**Challenge A:** Duplicate the passage from the blog post on Guéranger, from "When reading this" up to and including "a valid reason.".
**Challenge B:** Rewrite the paragraph of the blog post on Guéranger that begins "The more convincing argument is" as a brief list that keeps its main facts.

**Quoted passage:**
★ ★ ★ ★ ★ ★ ★
Guéranger and Newman

9 08 2010

Scattered jottings on historical theology

From this site:

Directly and indirectly he helped assure definition of the two great dogmas that were defined in the nineteenth century, that of the Immaculate Conception and that of papal infallibility. After championing for decades the substitution of the Roman liturgy for the hodge-podge of local rites that existed in France — the legacy of too many years of rampant Gallicanism — he saw his desire fulfilled before leaving this world in 1875. Above all, he presided over the rebirth of French monasticism, and, through it — even if he did not live to see the further development — the rebirth of religious life elsewhere. This last achievement can be seen as it ought only if it is recalled that less than 15 years before his birth in 1805 the practice of the Faith had been made illegal in France by a revolutionary government…

Yet, not long afterward, Bishop de la Myre would grant Fr. Guéranger permission to use the Roman Missal and breviary, a privilege that perhaps was not enjoyed by any other priest in the Diocese of Le Mans. Rome’s liturgical books enabled him, he tells us, to “enter ever more deeply into the inmost consciousness of the Church.”

When reading this essay, it became evident to me that much of what people consider “tradition” in the Western church is a product of rupture. What, for example, would drive the young Fr. Guéranger to want to say the Mass as used in Rome as opposed to the local missal? Perhaps it was the idea that the Gallican liturgies were less pure, that they had been meddled with by the Jansenists and rationalists, and so forth. But the Tridentine missal, while based on antiquarian sources, was not much older than they were. So authenticity does not seem to be a valid reason.

The more convincing argument is that he saw Rome as the one place in Christendom that was incorrupt and could not be corrupted. His writing of such books as The Papal Monarchy and his disdain for the Eastern rites of the Church are perhaps further evidence of such an attitude. Because of the shock and crisis of post-revolutionary France, where the State no longer unconditionally patronized the Church, figures like Dom Guéranger began to question the ecclesiastical order as it was handed down to them. In Guéranger’s case, this meant going “back to basics” in terms of the monastic life. As the essay continues, he found that even the old monks who had been Benedictines before the Revolution were too lax and secularized for his taste, and seldom did they make good monks in his newly founded monasteries.

There is no doubt that many of the readers here would defend Guéranger’s reforms in that what emerged from them is the militant, inward-looking Catholicism we know today. I am merely asking if this is really tradition. It may look better to the person who reads the Imitation of Christ on his coffee break, but is it healthier? And where does the slippery slope end? Dom Guéranger helped “restore” Gregorian chant since it was a more “prayerful” form of music than romantic Masses or Baroque arias. But where does that particular predilection end up? I for one happen to think Gregorian chant is prayerful, but wouldn’t words that everyone understands be even MORE prayerful? It is the real important people in the Church (i.e. people not reading this blog) who seem to think that it is Marty Haugen and the St. Louis Jesuits who have written the most prayerful music of all. Personally, I prefer sacred music to be performed rather than “prayed”. It seems more “God-centered” that way.
★ ★ ★ ★ ★ ★ ★
**Dataset content:**
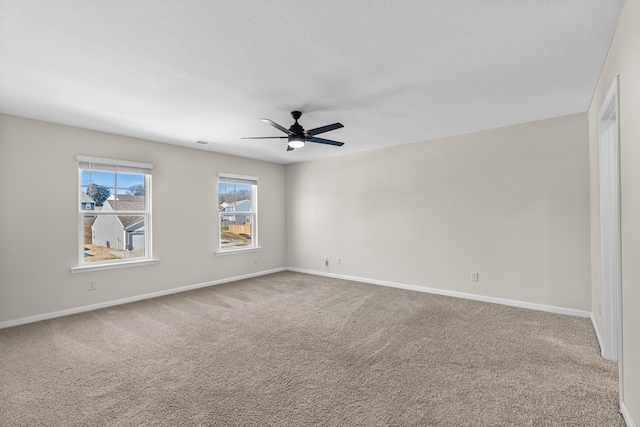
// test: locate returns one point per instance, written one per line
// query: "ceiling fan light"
★ ★ ★ ★ ★ ★ ★
**Complete answer A:**
When reading this essay, it became evident to me that much of what people consider “tradition” in the Western church is a product of rupture. What, for example, would drive the young Fr. Guéranger to want to say the Mass as used in Rome as opposed to the local missal? Perhaps it was the idea that the Gallican liturgies were less pure, that they had been meddled with by the Jansenists and rationalists, and so forth. But the Tridentine missal, while based on antiquarian sources, was not much older than they were. So authenticity does not seem to be a valid reason.

**Complete answer B:**
- The more convincing explanation is that Guéranger saw Rome as the one place in Christendom that was incorrupt and could not be corrupted.
- His books, such as The Papal Monarchy, and his disdain for the Eastern rites of the Church are perhaps further evidence of this attitude.
- After the Revolution, the State no longer unconditionally patronized the Church. The shock and crisis of that period led figures like Dom Guéranger to question the ecclesiastical order handed down to them.
- For Guéranger, this meant going "back to basics" in monastic life.
- The essay says he found even the old monks who had been Benedictines before the Revolution too lax and secularized, and they seldom made good monks in his newly founded monasteries.